Document extract:
┄┄┄┄┄┄┄┄┄┄┄┄┄┄┄┄┄┄┄┄
Nantero, SVTC make available carbon-nanotube-based electronics manufacturing

June 4, 2008—Nantero Inc., a nanotechnology company using carbon nanotubes (CNTs) for the development of next-generation semiconductor devices, has announced a collaboration with SVTC Technology to accelerate the commercialization of nanotube-based electronics products. Nantero has developed a “CMOS-friendly” proprietary CNT process that it will install at SVTC’s two development fabs, in San Jose, Calif., and Austin, Texas.

The development builds on Brewer Science’s announcement, made last year during Semicon West, that it had commercialized the industry’s first microelectronics-grade carbon nanotube coating . Brewer manufactures the material, and under a technology license from Nantero, is the exclusive manufacturer and supplier of microelectronics-grade CNT coating for Nantero’s NRAM field of uses.
┄┄┄┄┄┄┄┄┄┄┄┄┄┄┄┄┄┄┄┄
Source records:
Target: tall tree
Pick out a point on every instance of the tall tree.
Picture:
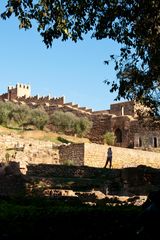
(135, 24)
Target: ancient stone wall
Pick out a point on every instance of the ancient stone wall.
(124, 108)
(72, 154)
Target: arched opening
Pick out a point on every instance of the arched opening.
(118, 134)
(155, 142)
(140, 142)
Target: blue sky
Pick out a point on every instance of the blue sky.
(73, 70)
┄┄┄┄┄┄┄┄┄┄┄┄┄┄┄┄┄┄┄┄
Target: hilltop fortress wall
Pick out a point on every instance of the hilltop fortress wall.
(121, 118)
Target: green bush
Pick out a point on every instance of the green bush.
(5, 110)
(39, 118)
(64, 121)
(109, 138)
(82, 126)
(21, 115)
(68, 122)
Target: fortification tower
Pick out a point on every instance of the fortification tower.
┄┄┄┄┄┄┄┄┄┄┄┄┄┄┄┄┄┄┄┄
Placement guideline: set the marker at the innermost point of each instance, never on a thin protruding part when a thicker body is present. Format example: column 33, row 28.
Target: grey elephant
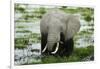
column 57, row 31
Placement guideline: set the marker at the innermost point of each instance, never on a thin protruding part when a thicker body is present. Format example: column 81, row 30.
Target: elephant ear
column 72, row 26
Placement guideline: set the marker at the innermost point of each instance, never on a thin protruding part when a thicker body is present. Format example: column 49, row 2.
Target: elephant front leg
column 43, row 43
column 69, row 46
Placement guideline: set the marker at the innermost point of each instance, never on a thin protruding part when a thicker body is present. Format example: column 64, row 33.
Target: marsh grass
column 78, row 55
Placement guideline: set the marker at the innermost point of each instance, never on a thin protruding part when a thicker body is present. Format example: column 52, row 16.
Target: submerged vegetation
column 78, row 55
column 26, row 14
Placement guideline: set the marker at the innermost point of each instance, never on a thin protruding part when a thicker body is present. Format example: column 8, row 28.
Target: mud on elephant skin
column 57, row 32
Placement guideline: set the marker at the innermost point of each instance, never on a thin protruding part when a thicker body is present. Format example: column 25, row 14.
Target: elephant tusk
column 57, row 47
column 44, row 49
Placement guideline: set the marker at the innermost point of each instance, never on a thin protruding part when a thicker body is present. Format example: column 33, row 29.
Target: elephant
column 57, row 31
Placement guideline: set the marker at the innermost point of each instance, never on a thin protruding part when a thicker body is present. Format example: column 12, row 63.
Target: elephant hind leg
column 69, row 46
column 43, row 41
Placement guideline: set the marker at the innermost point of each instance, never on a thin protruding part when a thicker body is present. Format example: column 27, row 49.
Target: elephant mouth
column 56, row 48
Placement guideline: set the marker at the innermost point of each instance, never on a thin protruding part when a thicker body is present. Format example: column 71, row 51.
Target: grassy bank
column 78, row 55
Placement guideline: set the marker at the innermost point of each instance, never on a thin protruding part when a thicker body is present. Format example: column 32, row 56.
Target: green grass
┄┄┄┄┄┄┄┄┄┄┄┄┄┄┄┄┄┄┄┄
Brief:
From the Nantero and SVTC announcement, repeat everything from "June 4, 2008—Nantero" down to "and Austin, Texas.".

Reply:
June 4, 2008—Nantero Inc., a nanotechnology company using carbon nanotubes (CNTs) for the development of next-generation semiconductor devices, has announced a collaboration with SVTC Technology to accelerate the commercialization of nanotube-based electronics products. Nantero has developed a “CMOS-friendly” proprietary CNT process that it will install at SVTC’s two development fabs, in San Jose, Calif., and Austin, Texas.